*** Begin section ***

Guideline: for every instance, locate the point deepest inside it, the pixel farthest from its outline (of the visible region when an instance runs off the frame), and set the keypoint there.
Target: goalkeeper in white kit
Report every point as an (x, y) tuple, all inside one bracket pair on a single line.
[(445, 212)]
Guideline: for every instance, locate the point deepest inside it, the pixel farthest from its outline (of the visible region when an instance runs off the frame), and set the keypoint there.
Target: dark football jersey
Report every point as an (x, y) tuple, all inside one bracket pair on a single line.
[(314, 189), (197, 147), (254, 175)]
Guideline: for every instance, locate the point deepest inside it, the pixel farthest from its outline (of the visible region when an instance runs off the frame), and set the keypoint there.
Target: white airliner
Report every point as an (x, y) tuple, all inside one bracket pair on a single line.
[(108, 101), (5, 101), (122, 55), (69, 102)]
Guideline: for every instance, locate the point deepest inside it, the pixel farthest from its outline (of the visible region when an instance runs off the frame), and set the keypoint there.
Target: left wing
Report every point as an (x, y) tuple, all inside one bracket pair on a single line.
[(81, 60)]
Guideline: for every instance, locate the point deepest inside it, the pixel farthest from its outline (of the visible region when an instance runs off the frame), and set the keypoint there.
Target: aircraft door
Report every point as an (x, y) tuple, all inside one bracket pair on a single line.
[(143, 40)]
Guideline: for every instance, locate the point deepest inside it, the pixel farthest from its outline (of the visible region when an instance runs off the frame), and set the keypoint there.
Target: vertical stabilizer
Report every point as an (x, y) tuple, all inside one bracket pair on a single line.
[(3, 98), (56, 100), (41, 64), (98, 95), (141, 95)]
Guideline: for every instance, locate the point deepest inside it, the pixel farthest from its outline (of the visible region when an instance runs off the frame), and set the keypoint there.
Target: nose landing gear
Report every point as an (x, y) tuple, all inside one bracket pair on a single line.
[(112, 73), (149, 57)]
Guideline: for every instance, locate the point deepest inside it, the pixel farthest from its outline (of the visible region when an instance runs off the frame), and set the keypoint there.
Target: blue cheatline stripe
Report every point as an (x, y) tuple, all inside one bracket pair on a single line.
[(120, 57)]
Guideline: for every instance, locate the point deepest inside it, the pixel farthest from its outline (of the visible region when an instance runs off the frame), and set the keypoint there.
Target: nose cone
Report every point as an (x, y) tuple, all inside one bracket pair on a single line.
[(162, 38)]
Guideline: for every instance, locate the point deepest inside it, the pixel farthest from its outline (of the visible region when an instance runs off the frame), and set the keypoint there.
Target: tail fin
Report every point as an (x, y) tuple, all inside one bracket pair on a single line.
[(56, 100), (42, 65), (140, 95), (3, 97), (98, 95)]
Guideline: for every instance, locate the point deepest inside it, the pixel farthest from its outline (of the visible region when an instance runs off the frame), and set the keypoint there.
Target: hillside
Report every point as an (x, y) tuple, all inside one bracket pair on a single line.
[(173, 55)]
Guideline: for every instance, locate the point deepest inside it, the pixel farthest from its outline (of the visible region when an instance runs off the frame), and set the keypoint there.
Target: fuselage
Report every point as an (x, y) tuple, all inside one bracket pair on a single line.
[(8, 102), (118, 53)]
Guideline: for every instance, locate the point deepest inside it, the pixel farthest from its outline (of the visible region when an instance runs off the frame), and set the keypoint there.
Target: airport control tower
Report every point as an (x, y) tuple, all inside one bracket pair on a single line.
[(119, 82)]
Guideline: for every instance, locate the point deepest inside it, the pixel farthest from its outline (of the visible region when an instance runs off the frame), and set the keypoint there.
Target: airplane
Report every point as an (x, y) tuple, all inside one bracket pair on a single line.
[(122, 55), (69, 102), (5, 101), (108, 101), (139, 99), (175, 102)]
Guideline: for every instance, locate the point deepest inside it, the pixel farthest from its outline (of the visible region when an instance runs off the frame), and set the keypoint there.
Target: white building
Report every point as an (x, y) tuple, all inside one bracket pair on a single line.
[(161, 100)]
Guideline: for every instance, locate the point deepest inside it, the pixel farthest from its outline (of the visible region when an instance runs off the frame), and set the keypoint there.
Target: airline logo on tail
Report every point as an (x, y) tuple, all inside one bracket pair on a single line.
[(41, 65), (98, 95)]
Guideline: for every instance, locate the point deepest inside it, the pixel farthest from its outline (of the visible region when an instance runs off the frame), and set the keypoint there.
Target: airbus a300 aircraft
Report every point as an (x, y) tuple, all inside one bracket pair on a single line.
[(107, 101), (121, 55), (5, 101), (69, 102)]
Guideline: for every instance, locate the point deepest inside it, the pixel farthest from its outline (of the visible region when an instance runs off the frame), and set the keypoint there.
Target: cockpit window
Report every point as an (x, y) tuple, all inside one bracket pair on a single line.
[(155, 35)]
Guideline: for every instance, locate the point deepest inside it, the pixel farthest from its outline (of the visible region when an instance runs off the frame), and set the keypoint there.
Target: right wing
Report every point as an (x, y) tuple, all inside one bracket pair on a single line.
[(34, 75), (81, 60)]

*** End section ***

Each line of the listing must be transcribed precisely as it appears.

Guideline: for every instance, locate the point deepest inside it, the pixel farthest from its outline (of the visible region when an instance runs off the frame), and set the keypoint there.
Target: goalkeeper in white kit
Report every point as an (x, y) tuple, all inside one bracket pair on a single line.
[(445, 212)]
Guideline: for every instance, locate the point deepest inside it, the pixel farthest from its outline (of the visible region when an instance runs off the frame), and set the keypoint there.
Target: dark football jersey
Report every point as an (x, y) tuple, all inside one bracket pair on a single line.
[(314, 189), (197, 147), (254, 175)]
Guideline: for every instance, locate the point deepest inside it, the pixel farthest from its outline (of the visible region when an instance runs off the frame), and set the keypoint there.
Target: white airliner
Report every point as an (x, y) tuple, all inside one bracket pair on a single line.
[(108, 101), (5, 101), (122, 55), (69, 102)]
Guideline: for every instance, locate the point deepest inside it, the pixel farthest from its outline (of the visible region when an instance runs off the frame), and set the keypoint there.
Target: left wing
Report every point as an (x, y) tuple, all inside one bracket pair on a single line.
[(81, 60)]
Guideline: for every instance, locate the point deepest inside it, the pixel farthest from its outline (of the visible region when an instance runs off the frame), and set the keypoint there.
Target: aircraft door
Report every point as an (x, y) tuple, all inside one bracket pair on a single line.
[(143, 40)]
Guideline: for every instance, locate the point deepest inside it, the pixel farthest from its outline (of the visible region when an instance runs off the frame), and set the keypoint there.
Target: vertical stabilizer
Report every point as an (x, y) tuple, all inside one bracket pair on a single line.
[(3, 98), (56, 100), (41, 64), (98, 95), (141, 95)]
Guideline: for every instance, locate the point deepest inside it, the pixel farthest from its outline (of the visible region when an instance runs off the frame), and set the keypoint there.
Target: nose landing gear
Report every point as an (x, y) tuple, all inside one bracket pair on a single line.
[(112, 73), (149, 57)]
Guideline: for every instance, locate the point deepest inside it, the pixel farthest from its outline (of the visible region when an instance runs off the frame), and set the keypoint there.
Target: blue cheatline stripe
Report every point as an (x, y) tuple, all inside one bracket pair on a single line.
[(120, 57)]
Guideline: for every instance, locate the point deepest inside it, the pixel farthest from its outline (of the visible region when an instance runs off the frame), and set the keypoint there.
Target: nose cone
Report every point as an (x, y) tuple, all inside one bracket pair on a single line.
[(162, 38)]
Guideline: for every instance, locate the point deepest inside it, the pixel farthest from its outline (of the visible region when an instance runs off the frame), and set the keypoint there.
Target: tail fin
Report every point as an (x, y) tuple, all inside one bracket pair on a single line.
[(56, 100), (42, 65), (140, 95), (3, 97), (98, 95)]
Guideline: for every instance, locate the point deepest inside it, the pixel farthest from its outline (of the visible region when an instance runs off the frame), and set the keypoint there.
Target: hillside
Report every point as an (x, y) tuple, all inside one bracket pair on a single line.
[(173, 55)]
Guideline: for every instance, locate the point deepest inside it, the pixel farthest from its outline (of the visible region when an instance runs off the frame), and set the keypoint there.
Target: fuselage
Report every point as an (x, y) tuple, all inside one bracket pair on a single line.
[(8, 102), (118, 53)]
Guideline: for every instance, locate the point deepest inside it, the pixel farthest from its outline (of the visible region when an instance runs off the frame), and set the keypoint there.
Target: airport control tower
Report every point as an (x, y) tuple, all inside one bracket pair on a single line.
[(119, 82)]
Guideline: for every instance, locate the point deepest inside it, the pixel farthest from its outline (of the visible region when an instance runs off the frame), and set the keypoint there.
Target: airplane
Report every point as an (x, y) tuple, all inside one bracket pair on a single line.
[(122, 55), (69, 102), (5, 101), (108, 101), (139, 99), (175, 102)]
Guideline: for every instance, locate the point deepest inside it, the pixel farthest from its outline (of the visible region when an instance runs off the frame), and set the keypoint there.
Target: white building
Report every point as an (x, y) tuple, all inside one bracket pair on a single line.
[(161, 100)]
Guideline: for every instance, locate the point deepest inside it, the pixel farthest from its outline (of the visible region when an instance runs off the frame), and set the keypoint there.
Target: airline logo on tail
Report every point as an (x, y) tuple, all inside one bracket pair on a single line.
[(41, 65), (98, 95)]
Guideline: for every instance, locate the point deepest inside it, the pixel farthest from its outline (of the visible region when an instance runs off the frame), and set the keypoint there.
Target: airbus a300 aircraft
Report every point as an (x, y) tuple, all inside one bracket pair on a single line.
[(107, 101), (121, 55), (5, 101), (69, 102)]
Guideline: for every instance, locate the point deepest inside it, the pixel farthest from its outline (of the visible region when an instance runs off the frame), and set the keypoint there.
Target: cockpit window
Report every point as an (x, y) tuple, all inside one bracket pair on a single line.
[(155, 35)]
Guideline: for every instance, locate the point deepest inside it, the pixel farthest from its outline (of the visible region when an instance runs off the frame), and set the keypoint there.
Target: right wing
Report every point as an (x, y) tuple, all inside one bracket pair on a single line.
[(34, 75), (81, 60)]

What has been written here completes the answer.